Laurel man admits meth trafficking, firearm crimes
For Immediate Release
U.S. Attorney's Office, District of Montana
Agents find seven pounds of meth, guns in residence
BILLINGS – A Laurel man who estimated he sold nearly a pound a methamphetamine a week for the past year admitted drug trafficking and firearms crimes today after law enforcement found more than seven pounds of the drug in his residence, U.S. Attorney Kurt Alme said.
Robert Earnest Frazier II, 45, pleaded guilty to possession with intent to distribute meth and to possession of a firearm in furtherance of a drug trafficking crime. Frazier faces mandatory minimum 10 years to life in prison, a $10 million fine and at least five years of supervised release on the drug crime and a mandatory minimum five years to life in prison consecutive to any other sentence on the firearms crime.
U.S. Magistrate Judge Timothy J. Cavan presided and ordered Frazier detained pending further proceedings.

● STATED TASK 1:
Could you copy the meth trafficking press release word for word, from "Robert Earnest Frazier" up to and including "the firearms crime."?

● ENTRIES:
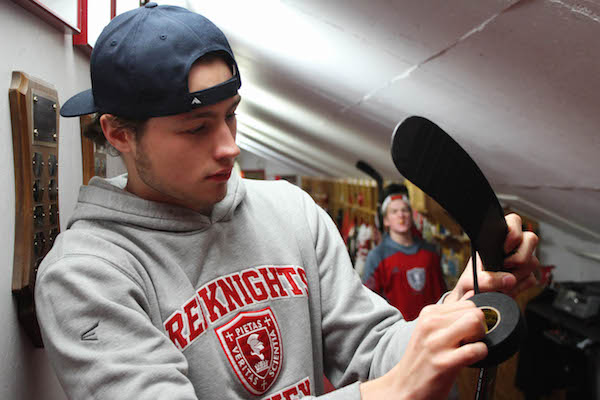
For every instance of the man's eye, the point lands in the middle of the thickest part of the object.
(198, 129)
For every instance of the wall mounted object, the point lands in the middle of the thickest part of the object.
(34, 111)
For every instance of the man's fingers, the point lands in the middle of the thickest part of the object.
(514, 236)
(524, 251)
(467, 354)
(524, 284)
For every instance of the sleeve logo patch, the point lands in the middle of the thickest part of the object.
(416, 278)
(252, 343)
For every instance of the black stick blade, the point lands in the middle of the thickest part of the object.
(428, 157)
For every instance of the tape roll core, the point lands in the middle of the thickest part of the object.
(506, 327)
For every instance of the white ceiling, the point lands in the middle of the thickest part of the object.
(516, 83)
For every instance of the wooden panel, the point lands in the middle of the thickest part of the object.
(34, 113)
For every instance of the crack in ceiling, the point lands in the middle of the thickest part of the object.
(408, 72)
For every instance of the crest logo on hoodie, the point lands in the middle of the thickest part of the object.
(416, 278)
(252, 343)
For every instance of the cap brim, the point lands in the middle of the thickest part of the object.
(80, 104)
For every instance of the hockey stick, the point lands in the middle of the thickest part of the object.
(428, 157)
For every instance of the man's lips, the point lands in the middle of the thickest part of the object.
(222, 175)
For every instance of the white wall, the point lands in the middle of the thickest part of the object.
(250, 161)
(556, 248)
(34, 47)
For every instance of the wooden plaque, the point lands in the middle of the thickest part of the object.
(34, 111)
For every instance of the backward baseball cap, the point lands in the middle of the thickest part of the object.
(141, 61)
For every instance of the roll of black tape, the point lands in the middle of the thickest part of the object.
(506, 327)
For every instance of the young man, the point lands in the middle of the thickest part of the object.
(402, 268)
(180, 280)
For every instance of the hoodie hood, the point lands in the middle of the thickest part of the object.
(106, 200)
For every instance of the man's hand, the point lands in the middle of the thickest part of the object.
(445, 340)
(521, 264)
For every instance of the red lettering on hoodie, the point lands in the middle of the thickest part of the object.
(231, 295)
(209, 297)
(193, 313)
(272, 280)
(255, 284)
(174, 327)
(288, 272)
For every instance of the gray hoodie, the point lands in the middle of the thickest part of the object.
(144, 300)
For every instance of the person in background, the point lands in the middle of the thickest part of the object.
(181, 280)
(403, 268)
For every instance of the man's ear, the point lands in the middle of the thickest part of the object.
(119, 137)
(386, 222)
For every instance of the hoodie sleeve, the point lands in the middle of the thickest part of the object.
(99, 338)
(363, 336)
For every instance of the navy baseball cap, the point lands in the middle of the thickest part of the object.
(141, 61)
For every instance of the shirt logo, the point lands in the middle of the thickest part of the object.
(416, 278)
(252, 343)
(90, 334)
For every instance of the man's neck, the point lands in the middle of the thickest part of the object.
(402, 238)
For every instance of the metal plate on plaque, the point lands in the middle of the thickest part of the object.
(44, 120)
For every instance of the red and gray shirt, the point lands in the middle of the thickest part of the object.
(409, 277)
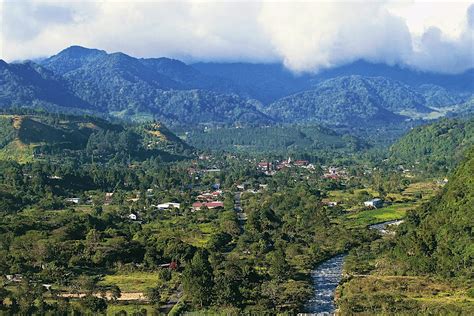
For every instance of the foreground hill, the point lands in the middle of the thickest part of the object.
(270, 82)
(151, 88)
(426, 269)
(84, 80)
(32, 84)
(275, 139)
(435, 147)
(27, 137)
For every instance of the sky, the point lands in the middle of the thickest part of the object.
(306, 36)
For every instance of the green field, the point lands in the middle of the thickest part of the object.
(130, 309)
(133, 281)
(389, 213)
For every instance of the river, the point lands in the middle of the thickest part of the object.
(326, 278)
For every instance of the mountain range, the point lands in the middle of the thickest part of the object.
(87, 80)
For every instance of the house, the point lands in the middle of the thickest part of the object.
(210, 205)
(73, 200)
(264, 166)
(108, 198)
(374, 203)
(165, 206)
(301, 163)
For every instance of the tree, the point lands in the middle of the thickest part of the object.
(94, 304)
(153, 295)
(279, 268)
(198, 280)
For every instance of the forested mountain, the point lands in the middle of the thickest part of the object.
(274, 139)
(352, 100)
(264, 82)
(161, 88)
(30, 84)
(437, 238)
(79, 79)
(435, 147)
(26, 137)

● STATED TASK 2:
Could you update the entries from the line with "For every instance of the river, the" up to and including the last line of the entries, changing "thickest part" to "widest part" and leaving everything else as it is?

● FULL ANSWER 1:
Robert Earnest Frazier II, 45, pleaded guilty to possession with intent to distribute meth and to possession of a firearm in furtherance of a drug trafficking crime. Frazier faces mandatory minimum 10 years to life in prison, a $10 million fine and at least five years of supervised release on the drug crime and a mandatory minimum five years to life in prison consecutive to any other sentence on the firearms crime.

● FULL ANSWER 2:
For every instance of the river, the point lands in the middle of the widest part of the object.
(326, 278)
For every instance of the mountain range, the point lands in the middle of the widest part of the object.
(87, 80)
For every instance of the house, the point lands in the middle of the widest part of the object.
(210, 205)
(73, 200)
(264, 166)
(108, 198)
(374, 203)
(165, 206)
(301, 163)
For every instance of the tree, the point lands in the middle of the widest part of the object.
(94, 304)
(153, 295)
(279, 268)
(198, 280)
For every instance of the forested mountain, the point lands in the middle of the widest part of the object.
(274, 139)
(352, 100)
(264, 82)
(161, 88)
(30, 84)
(437, 238)
(79, 79)
(435, 147)
(26, 137)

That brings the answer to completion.